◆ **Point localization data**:
+ + +

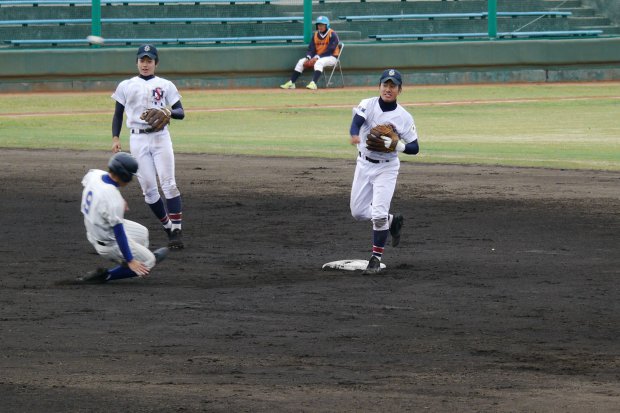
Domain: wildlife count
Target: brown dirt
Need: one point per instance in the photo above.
(503, 295)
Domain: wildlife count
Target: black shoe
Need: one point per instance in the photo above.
(374, 266)
(397, 225)
(98, 276)
(175, 239)
(160, 254)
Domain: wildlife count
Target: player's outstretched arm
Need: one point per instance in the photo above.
(177, 111)
(117, 124)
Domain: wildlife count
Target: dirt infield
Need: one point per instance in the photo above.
(503, 295)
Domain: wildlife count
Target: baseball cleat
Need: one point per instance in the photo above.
(175, 239)
(374, 266)
(288, 85)
(397, 225)
(160, 254)
(98, 276)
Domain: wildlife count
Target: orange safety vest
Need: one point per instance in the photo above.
(321, 43)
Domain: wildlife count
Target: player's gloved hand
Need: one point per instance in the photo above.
(157, 118)
(383, 138)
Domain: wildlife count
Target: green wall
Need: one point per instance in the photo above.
(268, 66)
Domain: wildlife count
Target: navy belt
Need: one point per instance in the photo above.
(139, 131)
(373, 160)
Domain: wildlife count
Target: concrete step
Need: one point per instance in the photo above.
(606, 29)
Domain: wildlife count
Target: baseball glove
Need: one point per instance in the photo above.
(309, 64)
(157, 118)
(382, 138)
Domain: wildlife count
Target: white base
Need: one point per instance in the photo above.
(348, 265)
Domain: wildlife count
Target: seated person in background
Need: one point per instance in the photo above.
(323, 51)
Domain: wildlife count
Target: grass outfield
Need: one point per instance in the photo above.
(574, 126)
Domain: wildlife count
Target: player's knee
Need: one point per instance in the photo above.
(170, 190)
(359, 215)
(380, 224)
(151, 196)
(149, 260)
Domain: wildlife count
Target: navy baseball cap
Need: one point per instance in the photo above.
(393, 75)
(147, 50)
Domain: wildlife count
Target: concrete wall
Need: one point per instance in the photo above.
(268, 66)
(608, 8)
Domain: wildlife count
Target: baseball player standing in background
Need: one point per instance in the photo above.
(387, 129)
(150, 101)
(112, 236)
(323, 51)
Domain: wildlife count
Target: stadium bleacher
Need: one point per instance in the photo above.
(42, 23)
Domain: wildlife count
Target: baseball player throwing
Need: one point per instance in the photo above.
(150, 101)
(112, 236)
(381, 128)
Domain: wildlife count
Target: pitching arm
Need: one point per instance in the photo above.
(177, 111)
(117, 125)
(354, 130)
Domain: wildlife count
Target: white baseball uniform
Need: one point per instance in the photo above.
(376, 172)
(103, 208)
(153, 151)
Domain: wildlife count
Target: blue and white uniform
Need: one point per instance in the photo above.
(103, 208)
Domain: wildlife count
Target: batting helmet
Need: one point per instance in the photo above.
(322, 20)
(123, 165)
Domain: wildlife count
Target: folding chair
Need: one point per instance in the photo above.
(328, 81)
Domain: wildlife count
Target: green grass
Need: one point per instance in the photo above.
(553, 125)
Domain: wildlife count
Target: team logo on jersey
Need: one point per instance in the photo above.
(158, 94)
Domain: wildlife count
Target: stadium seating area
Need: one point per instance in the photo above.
(44, 23)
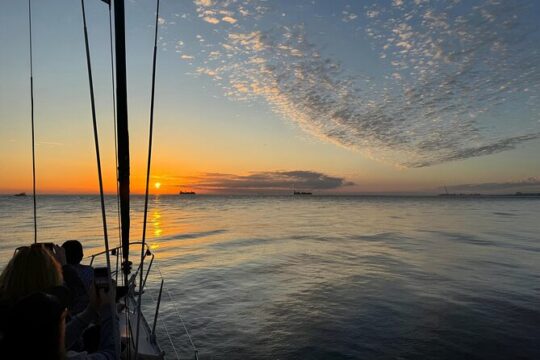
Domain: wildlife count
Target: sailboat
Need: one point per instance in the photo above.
(137, 339)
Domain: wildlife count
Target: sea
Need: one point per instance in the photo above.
(320, 277)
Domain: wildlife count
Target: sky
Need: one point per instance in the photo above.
(256, 96)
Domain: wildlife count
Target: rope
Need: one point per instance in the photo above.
(32, 121)
(163, 325)
(100, 177)
(150, 137)
(175, 306)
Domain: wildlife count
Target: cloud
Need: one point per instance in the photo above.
(267, 181)
(211, 20)
(531, 184)
(229, 19)
(451, 71)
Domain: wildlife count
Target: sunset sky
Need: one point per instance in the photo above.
(258, 96)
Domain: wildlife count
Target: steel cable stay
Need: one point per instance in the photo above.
(148, 166)
(175, 306)
(100, 177)
(32, 120)
(113, 86)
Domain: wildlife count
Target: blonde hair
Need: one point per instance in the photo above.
(32, 268)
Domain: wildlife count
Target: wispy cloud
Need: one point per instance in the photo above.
(528, 184)
(264, 182)
(452, 67)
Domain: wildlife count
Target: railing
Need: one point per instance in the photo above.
(114, 272)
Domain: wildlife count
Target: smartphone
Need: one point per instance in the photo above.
(101, 278)
(48, 246)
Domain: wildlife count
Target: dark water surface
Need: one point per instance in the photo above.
(326, 277)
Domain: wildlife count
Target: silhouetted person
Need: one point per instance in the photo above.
(74, 255)
(37, 328)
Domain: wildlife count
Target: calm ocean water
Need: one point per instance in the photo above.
(326, 277)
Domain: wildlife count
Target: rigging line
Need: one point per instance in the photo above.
(115, 142)
(150, 137)
(175, 307)
(32, 121)
(164, 326)
(100, 177)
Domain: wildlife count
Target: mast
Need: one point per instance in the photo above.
(122, 127)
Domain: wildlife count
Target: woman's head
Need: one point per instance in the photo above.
(32, 269)
(36, 326)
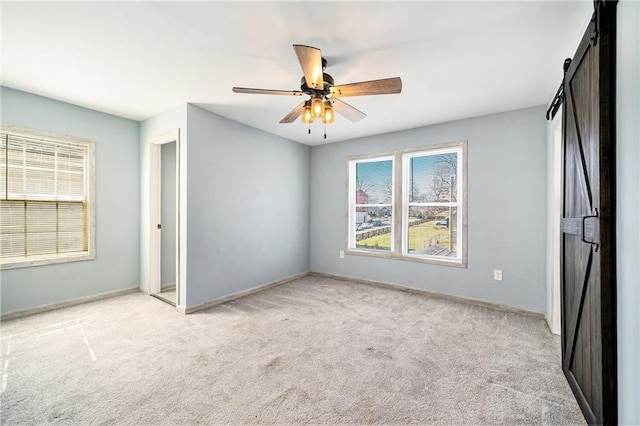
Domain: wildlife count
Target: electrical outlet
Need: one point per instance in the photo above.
(497, 274)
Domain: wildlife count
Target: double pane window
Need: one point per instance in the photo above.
(409, 204)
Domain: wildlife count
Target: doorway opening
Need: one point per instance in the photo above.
(164, 218)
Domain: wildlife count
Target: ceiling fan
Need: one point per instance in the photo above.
(323, 95)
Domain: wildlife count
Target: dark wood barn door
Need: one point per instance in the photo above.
(588, 240)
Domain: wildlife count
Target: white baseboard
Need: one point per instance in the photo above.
(220, 300)
(168, 286)
(469, 300)
(78, 301)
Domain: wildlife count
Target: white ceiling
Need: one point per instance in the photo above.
(137, 59)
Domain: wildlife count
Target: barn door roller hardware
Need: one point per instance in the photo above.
(558, 99)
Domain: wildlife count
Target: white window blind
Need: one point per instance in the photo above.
(44, 197)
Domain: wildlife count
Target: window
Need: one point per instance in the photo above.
(409, 204)
(46, 195)
(371, 204)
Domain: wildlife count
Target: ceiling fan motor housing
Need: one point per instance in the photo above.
(328, 84)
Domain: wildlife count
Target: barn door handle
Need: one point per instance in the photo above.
(584, 221)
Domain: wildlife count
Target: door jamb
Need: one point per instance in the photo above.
(154, 265)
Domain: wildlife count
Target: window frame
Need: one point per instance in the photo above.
(351, 200)
(400, 204)
(89, 200)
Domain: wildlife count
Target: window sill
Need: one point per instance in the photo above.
(21, 262)
(453, 262)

+ + +

◆ **ACTION ITEM**:
In the answer, the entries should be restated verbatim, with all pictures omitted.

◆ **RESULT BELOW**:
Domain: wildlife count
Target: brown dirt
Need: one point per instance in the photo above.
(503, 295)
Domain: wildlife count
Target: black shoe
Need: one point per instance in the photo above.
(374, 266)
(397, 225)
(98, 276)
(175, 239)
(160, 254)
Domain: wildlife count
Target: player's outstretched arm
Need: one point per instance in the photo above.
(177, 111)
(117, 124)
Domain: wildlife count
Target: dirt infield
Need: one point per instance in the photo above.
(503, 295)
Domain: wildlife count
Target: baseball cleat
Need: one point per instance in the photo above.
(175, 239)
(374, 266)
(288, 85)
(397, 225)
(160, 254)
(98, 276)
Domain: wildlife count
Target: orange safety vest
Need: one point per instance in the photo above.
(321, 43)
Domain: wildlife count
Target: player's gloved hand
Need: one point per instance in the photo above.
(157, 118)
(383, 138)
Domain: wildlife count
Target: green wall
Need: one point per instance in the photo above.
(268, 66)
Domain: wildlife count
Target: navy belt
Need: one point per instance in the photo above.
(139, 131)
(373, 160)
Domain: wildlife count
Target: concrete step
Need: one point per instance in the photo above.
(606, 29)
Domain: wildlife count
Target: baseball glove
Need: one point per instance in the photo above.
(309, 64)
(157, 118)
(382, 138)
Domain: wildlife count
Target: white base
Need: one point per instance in the photo above.
(348, 265)
Domain: wildlife count
Target: seated person in background
Need: one point per instance in the photo above.
(323, 51)
Domain: wildlife count
Target: grass outfield
Need: one point per instance in the photo above.
(574, 126)
Domain: wildlife count
Target: player's knee
Need: one point per instance in the photo above.
(170, 190)
(359, 215)
(380, 224)
(151, 196)
(149, 260)
Domain: wildlife count
Target: navy baseball cap
Need: one point per instance in the photo above.
(393, 75)
(147, 50)
Domain: wildlife count
Target: concrete wall
Need: one point per instance in the photo above.
(268, 66)
(608, 8)
Domain: wildlife count
Target: baseball player standing in background
Need: one point per instance in the photo above.
(387, 129)
(150, 101)
(112, 236)
(323, 51)
Domain: wildlife count
Target: stadium bleacher
Need: one point per instance in the photo above.
(42, 23)
Domain: wildlife count
Target: baseball player throwing
Need: one point per instance in the photo above.
(150, 101)
(112, 236)
(381, 128)
Domain: wildlife count
Target: pitching arm
Need: one point per instance in the photo above.
(177, 111)
(117, 125)
(354, 130)
Domain: wildlife count
Target: white baseball uniform
Need: one point per instance in the photo above.
(376, 172)
(103, 208)
(153, 151)
Domain: wildlife count
Target: blue and white uniform
Need: one point per instance in the photo above.
(103, 208)
Domain: wildlife count
Target: batting helmet
Need: one point per instance in the photo above.
(322, 20)
(123, 165)
Domain: wildlife count
Target: folding chair
Need: one point per instance in the photo above.
(328, 81)
Domain: wildlife count
Target: green grass
Need: one point per instance in the photo above.
(553, 125)
Domain: wildlife count
Target: team logo on jersey
Need: one point per instance in the photo above.
(158, 94)
Domain: wildlife count
Target: stadium seating area
Need: one point per instance in the photo above.
(44, 23)
Domain: wildlife count
Target: sailboat
Need: one point per instance in the photo above.
(137, 339)
Domain: wildlife count
Target: sea
Need: one point per instance in the photo above.
(320, 277)
Domain: wildlife count
Target: sky
Need: one point per instance in the photo above.
(256, 96)
Domain: wildlife count
Target: rope
Need: one point per instance in the photo above.
(32, 121)
(163, 325)
(100, 177)
(150, 137)
(175, 306)
Domain: wildlife count
Target: cloud
Need: one point per instance in the photo above.
(267, 181)
(211, 20)
(531, 184)
(229, 19)
(451, 71)
Domain: wildlife count
Target: sunset sky
Need: one point per instance in the photo above.
(258, 96)
Domain: wildlife count
Target: steel cable stay
Need: one point per instance in the photo above.
(148, 166)
(175, 306)
(100, 177)
(32, 120)
(113, 86)
Domain: wildlife count
Target: blonde hair
Need: one point per instance in the photo above.
(32, 268)
Domain: wildlife count
Target: wispy cloud
Need: one point per instance in the photo above.
(528, 184)
(264, 182)
(452, 67)
Domain: wildlife count
Target: railing
Need: one point per instance in the photo above.
(114, 272)
Domain: wildlife count
Target: smartphone
Need: one point per instance in the photo above.
(101, 278)
(48, 246)
Domain: wildlife count
Target: dark water surface
Need: one point per instance in the photo above.
(326, 277)
Domain: wildlife count
Target: silhouetted person
Need: one point per instance in the photo above.
(74, 255)
(37, 328)
Domain: wildlife count
Target: calm ocean water
Need: one point per instance in the photo above.
(326, 277)
Domain: wildlife count
Target: rigging line
Need: one point per instance in the photo above.
(115, 142)
(150, 137)
(175, 307)
(32, 121)
(164, 326)
(100, 177)
Domain: wildlife count
Target: mast
Need: one point per instance in the photo above.
(122, 127)
Domain: wildlife count
Target: woman's head
Need: one point per instance in the photo above.
(32, 269)
(36, 326)
Domain: wildlife count
Target: electrical outlet
Need: one point per instance in the photo above.
(497, 274)
Domain: wildlife count
Target: double pane window
Need: one point per instance in the photo above.
(409, 204)
Domain: wildlife count
Target: doorway opening
Need: one point per instance in the photo above.
(164, 218)
Domain: wildlife count
Target: ceiling fan
Need: one point per instance in the photo above.
(323, 95)
Domain: wildlife count
Target: dark wood barn door
Need: one point per instance in the photo above.
(588, 240)
Domain: wildlife count
Target: white baseboard
Need: one point per instance in the photo above.
(220, 300)
(168, 286)
(469, 300)
(78, 301)
Domain: wildlife count
Target: white ceiling
Need: one point per instance in the photo above.
(137, 59)
Domain: wildlife count
Target: barn door roller hardware
Need: one point per instance in the photo above.
(558, 99)
Domain: wildlife count
Target: white window blind
Need: one point per instance in the photo above.
(44, 197)
Domain: wildlife count
Target: window
Need: one point per instance in the photo above.
(409, 204)
(46, 195)
(371, 204)
Domain: wildlife count
Target: ceiling fan motor housing
Need: one point per instance in the photo above.
(328, 84)
Domain: wildlife count
Target: barn door handle
Need: one point per instance in the photo above.
(584, 221)
Domain: wildlife count
Target: door jamb
Need: one point per instance in the photo above.
(154, 265)
Domain: wildlife count
Target: window frame
Need: one point per instance in the photo above.
(351, 200)
(400, 204)
(89, 200)
Domain: wildlife count
Target: window sill
Need: one point per instance in the photo above.
(21, 262)
(453, 262)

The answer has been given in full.